Exercise brief: Pick out each line in the items below that contains the word "glass" and copy those lines.

Source data:
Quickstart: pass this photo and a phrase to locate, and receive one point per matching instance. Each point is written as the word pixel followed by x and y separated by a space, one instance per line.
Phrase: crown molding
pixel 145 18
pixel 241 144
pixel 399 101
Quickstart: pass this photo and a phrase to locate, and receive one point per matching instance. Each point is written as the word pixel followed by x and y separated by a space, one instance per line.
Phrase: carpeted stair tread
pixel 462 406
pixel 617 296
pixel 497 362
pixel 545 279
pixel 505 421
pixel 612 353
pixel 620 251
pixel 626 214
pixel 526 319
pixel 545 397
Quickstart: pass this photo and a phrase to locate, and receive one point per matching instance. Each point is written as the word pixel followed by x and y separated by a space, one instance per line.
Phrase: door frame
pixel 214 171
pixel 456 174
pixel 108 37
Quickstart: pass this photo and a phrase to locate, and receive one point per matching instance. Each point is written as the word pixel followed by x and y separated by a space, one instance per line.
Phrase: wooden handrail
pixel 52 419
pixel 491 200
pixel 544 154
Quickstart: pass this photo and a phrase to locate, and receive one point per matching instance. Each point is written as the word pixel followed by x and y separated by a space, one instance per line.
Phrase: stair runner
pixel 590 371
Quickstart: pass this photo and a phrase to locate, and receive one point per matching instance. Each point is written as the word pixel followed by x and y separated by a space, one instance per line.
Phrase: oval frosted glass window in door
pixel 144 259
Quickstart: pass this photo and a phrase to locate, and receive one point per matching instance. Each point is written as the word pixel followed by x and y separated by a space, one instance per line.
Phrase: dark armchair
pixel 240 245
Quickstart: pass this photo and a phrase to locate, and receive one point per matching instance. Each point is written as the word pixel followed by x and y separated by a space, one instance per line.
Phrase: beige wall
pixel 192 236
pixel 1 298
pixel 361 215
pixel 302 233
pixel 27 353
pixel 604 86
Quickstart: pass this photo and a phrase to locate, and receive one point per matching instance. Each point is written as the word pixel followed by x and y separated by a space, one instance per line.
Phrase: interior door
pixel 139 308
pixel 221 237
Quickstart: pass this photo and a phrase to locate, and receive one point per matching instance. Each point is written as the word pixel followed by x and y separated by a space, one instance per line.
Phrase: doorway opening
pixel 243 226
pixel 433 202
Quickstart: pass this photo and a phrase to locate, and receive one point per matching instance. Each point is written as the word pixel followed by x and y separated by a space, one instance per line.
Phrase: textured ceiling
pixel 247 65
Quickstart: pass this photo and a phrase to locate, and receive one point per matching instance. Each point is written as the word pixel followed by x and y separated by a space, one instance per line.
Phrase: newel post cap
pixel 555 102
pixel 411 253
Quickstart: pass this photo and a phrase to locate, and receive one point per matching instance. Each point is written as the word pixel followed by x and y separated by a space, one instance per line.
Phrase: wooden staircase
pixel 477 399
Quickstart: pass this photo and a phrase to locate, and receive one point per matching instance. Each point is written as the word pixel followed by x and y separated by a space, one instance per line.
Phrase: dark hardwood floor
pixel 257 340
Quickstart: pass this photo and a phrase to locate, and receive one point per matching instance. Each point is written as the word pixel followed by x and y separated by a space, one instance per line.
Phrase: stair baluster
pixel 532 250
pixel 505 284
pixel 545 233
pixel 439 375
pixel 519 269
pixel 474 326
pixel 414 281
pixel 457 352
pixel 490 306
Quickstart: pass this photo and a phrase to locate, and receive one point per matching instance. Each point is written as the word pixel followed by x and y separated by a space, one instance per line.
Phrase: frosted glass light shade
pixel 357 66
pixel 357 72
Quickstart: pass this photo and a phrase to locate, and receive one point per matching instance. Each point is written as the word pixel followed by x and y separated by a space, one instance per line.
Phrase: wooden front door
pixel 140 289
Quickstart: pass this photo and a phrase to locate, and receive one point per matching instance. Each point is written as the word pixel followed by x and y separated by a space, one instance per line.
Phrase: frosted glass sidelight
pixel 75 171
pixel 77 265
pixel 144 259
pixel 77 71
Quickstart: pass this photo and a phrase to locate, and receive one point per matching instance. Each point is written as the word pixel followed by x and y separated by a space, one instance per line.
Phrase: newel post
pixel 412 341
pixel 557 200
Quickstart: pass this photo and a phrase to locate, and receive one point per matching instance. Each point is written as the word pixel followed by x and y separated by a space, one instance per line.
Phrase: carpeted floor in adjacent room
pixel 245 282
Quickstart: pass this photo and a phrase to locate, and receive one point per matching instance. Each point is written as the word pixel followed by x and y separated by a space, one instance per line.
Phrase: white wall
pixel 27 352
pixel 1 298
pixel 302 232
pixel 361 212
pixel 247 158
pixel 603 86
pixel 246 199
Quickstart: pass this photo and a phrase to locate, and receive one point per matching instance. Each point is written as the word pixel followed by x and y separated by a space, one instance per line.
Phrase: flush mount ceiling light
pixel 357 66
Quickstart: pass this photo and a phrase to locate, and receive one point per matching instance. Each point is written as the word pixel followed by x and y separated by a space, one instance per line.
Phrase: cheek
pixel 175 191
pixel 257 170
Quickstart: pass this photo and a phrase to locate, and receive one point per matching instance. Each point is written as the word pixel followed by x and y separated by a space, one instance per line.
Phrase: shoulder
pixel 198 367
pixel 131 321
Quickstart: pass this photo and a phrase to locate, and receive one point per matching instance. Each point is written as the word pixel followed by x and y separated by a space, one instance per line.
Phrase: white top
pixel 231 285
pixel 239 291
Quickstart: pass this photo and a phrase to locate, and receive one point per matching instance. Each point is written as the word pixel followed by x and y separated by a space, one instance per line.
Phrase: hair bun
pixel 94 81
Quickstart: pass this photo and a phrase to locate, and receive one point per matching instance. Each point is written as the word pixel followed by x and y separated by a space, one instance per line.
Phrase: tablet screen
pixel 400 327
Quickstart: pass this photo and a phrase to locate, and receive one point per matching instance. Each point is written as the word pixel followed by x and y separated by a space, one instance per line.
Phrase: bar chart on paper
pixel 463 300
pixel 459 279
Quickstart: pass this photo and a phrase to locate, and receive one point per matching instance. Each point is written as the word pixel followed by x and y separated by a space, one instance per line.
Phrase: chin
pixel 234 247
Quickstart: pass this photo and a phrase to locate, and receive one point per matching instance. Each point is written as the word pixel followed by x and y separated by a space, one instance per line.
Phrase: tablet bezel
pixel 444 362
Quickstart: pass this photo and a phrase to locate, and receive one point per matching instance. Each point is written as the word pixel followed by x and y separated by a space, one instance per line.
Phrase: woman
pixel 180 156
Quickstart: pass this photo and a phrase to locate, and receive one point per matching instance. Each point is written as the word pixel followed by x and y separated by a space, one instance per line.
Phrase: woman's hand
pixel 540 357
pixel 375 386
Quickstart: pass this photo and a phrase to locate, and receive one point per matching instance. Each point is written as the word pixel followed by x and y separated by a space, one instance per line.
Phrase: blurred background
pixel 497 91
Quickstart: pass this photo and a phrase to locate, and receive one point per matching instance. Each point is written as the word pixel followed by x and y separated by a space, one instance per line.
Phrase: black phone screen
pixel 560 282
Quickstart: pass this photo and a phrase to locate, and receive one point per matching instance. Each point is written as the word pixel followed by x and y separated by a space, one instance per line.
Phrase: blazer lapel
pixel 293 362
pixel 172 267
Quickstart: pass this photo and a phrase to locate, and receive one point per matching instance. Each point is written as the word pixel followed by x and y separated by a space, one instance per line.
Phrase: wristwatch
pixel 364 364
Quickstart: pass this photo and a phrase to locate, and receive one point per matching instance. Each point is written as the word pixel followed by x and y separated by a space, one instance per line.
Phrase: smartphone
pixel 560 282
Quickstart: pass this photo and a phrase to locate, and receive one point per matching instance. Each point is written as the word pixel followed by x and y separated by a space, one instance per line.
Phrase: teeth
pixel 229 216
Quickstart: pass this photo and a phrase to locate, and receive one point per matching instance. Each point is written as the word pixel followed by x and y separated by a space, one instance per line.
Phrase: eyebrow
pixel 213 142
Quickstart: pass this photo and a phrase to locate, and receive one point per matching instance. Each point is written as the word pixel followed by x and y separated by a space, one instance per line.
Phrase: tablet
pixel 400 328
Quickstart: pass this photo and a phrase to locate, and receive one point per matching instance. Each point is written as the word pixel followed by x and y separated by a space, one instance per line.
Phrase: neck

Answer for this exercise:
Phrase: oval frosted glass window in door
Phrase: frosted glass light shade
Phrase: frosted glass sidelight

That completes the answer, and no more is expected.